Selected passage →
_ _ _ _ _

The vocal trade offs on this new record really bring a lot of diversity while at the same time seem to be a nod to a lot of your past hits, such as "Rosanna" and "Home of the Brave." What sort of process went into deciding who would sing what on the duets -- or even trios?

Bobby: This is the desired affect we tried to accomplish on “Falling In Between.” This is an emotional piece of each one of us, and we tried to “put whatever should go there” in it’s place. There were some things I would have loved to sing, but when Luke, David, or Greg sang the part, it was starkly apparent that they were the right ones to do the song. This is how you have to enter a project when it’s a “band-written CD.” I got a whole different viewpoint, for instance, when Greg sang “Let It Go.” I thought I would be singing on that one, but I fell in love with his vocal. It was meant to be.

David: The trade offs were done spontaneously by whomever felt like singing the certain part. There were many possible combinations on "Spiritual Man." KING OF THE WORLD, (which was originally "SMOKE AND MIRRORS" and then became "DEN OF THIEVES") was conceived from the "get go" as you hear it now.

Simon: Well - this is a trademark of Toto's anyway and really it comes naturally. The song dictates who sings - not the other way round. We didn't consciously think "let's write a song that Dave, Luke and Bobby can all sing." It's just the way the music evolves.

Mike: I think it was more a process of utilizing the fact that we had the voices available for us to bring more interest to the delivery of the song’s lyric. I think it worked very effectively for us.

_ _ _ _ _

Material provided →
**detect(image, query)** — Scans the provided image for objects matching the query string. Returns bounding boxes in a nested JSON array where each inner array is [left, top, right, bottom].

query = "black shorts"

_ _ _ _ _

Written request A →
Translate this sentence from the band interview into Spanish: "I thought I would be singing on that one, but I fell in love with his vocal."
Written request B →
Extend the interview about how the band members split the vocals on their new record, picking up right after its final sentence.
The data is separate material and does not belong to the interview about the band's vocal trade-offs.

Task result A →
Pensé que yo iba a cantar en esa, pero me enamoré de su interpretación vocal.

Task result B →
Luke: It takes a lot of the burden off of any one person. And stylistically, it really sets us apart from other bands. There aren't a lot of other bands out there who use three different vocalists on one song -- without it being the Village People! As far as who sang what, we didn't really think about it. A lot of times, it would be "who wants to try this out?" We read all of the critiques on the site, like bring back more Dave vocals, or more keyboards, and we tried to do that. I really let the keyboards have this one. This is not a full fledged guitar record. I have some cool riffs and stuff that I wrote, but there aren't any flashy solos. I just tried to play melodically. There were a few times where the guys told me to stop playing guitar for my guitar player friends, play the fucking song! I'd play flashy and really fast, and they'd say, "Yeah, that's great for the guitar freaks, but how about the song here?" So I'm sure this time around it will be, "Wah, Lukather didn't play any solos this time around." Well last time around, it was "Too much Lukather, we need more keyboards!" There's no way to please everybody I guess. But this time around with 3 keyboarders, 4 if you include me, there should be plenty of that for everyone!

When the songs were written, was it like, "Oh this is a clear Paich vocal," or "Bobby should do this one" or was it more off the cuff sort of thing in the studio?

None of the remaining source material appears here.